Text excerpt.
============================================================

Aashim Mongia: We are with you in spirit, Tomy
Arjuna awardee Aashim Mongia on Mumbai sailing circuit sentiments as sailor Abhilash Tomy is rescued; calls Tomy's accident a learning curve for race organisers
As news of Golden Globe Race (GGR) Commander Abhilash Tomy, currently serving as an Indian Naval officer, being rescued by French vessel Osiris on Monday (yesterday), broke, the collective sigh of relief itself was so strong that it could have set a vessel sailing. Sailors in Mumbai are watching the rescue effort keenly, "but it was the weekend on which we were most tense," said Mumbai's Aashim Mongia.
Aashim hails from what is dubbed as the 'first family of Mumbai sailing' (father Surinder, brother Nitin and Aashim are all Arjuna awardees). Aashim said, "The city's sailing fraternity usually sails together on Saturday afternoons. Tomy was part of this sailing circuit."

============================================================

(Image region labeling entries)
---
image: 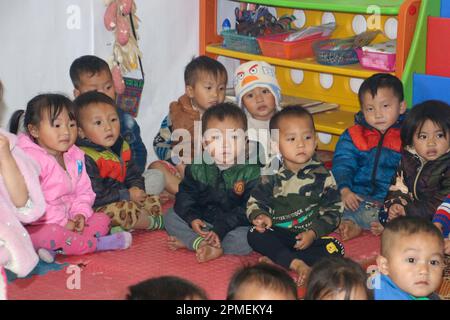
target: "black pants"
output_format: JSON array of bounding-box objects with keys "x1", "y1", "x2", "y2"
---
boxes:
[{"x1": 247, "y1": 227, "x2": 344, "y2": 269}]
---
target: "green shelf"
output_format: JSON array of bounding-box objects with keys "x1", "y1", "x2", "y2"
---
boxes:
[{"x1": 241, "y1": 0, "x2": 404, "y2": 15}]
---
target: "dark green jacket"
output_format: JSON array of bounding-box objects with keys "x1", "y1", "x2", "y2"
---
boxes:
[
  {"x1": 174, "y1": 164, "x2": 260, "y2": 239},
  {"x1": 247, "y1": 158, "x2": 343, "y2": 237}
]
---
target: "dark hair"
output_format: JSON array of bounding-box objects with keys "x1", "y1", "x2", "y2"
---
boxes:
[
  {"x1": 17, "y1": 93, "x2": 75, "y2": 133},
  {"x1": 400, "y1": 100, "x2": 450, "y2": 146},
  {"x1": 69, "y1": 55, "x2": 111, "y2": 89},
  {"x1": 305, "y1": 257, "x2": 372, "y2": 300},
  {"x1": 184, "y1": 56, "x2": 228, "y2": 86},
  {"x1": 269, "y1": 105, "x2": 316, "y2": 131},
  {"x1": 358, "y1": 73, "x2": 405, "y2": 107},
  {"x1": 381, "y1": 216, "x2": 444, "y2": 257},
  {"x1": 126, "y1": 276, "x2": 208, "y2": 300},
  {"x1": 73, "y1": 91, "x2": 117, "y2": 125},
  {"x1": 227, "y1": 263, "x2": 297, "y2": 300},
  {"x1": 202, "y1": 102, "x2": 247, "y2": 133}
]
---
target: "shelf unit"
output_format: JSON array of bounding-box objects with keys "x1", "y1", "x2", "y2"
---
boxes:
[{"x1": 200, "y1": 0, "x2": 427, "y2": 150}]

============================================================

Problems and tasks.
- a) According to the rescue article, which vessel rescued Abhilash Tomy?
- b) Write out the rescue article's passage from "Aashim Mongia: We" to "Mumbai's Aashim Mongia.".

Answers for the tasks.
- a) The French vessel Osiris rescued him.

- b)
Aashim Mongia: We are with you in spirit, Tomy
Arjuna awardee Aashim Mongia on Mumbai sailing circuit sentiments as sailor Abhilash Tomy is rescued; calls Tomy's accident a learning curve for race organisers
As news of Golden Globe Race (GGR) Commander Abhilash Tomy, currently serving as an Indian Naval officer, being rescued by French vessel Osiris on Monday (yesterday), broke, the collective sigh of relief itself was so strong that it could have set a vessel sailing. Sailors in Mumbai are watching the rescue effort keenly, "but it was the weekend on which we were most tense," said Mumbai's Aashim Mongia.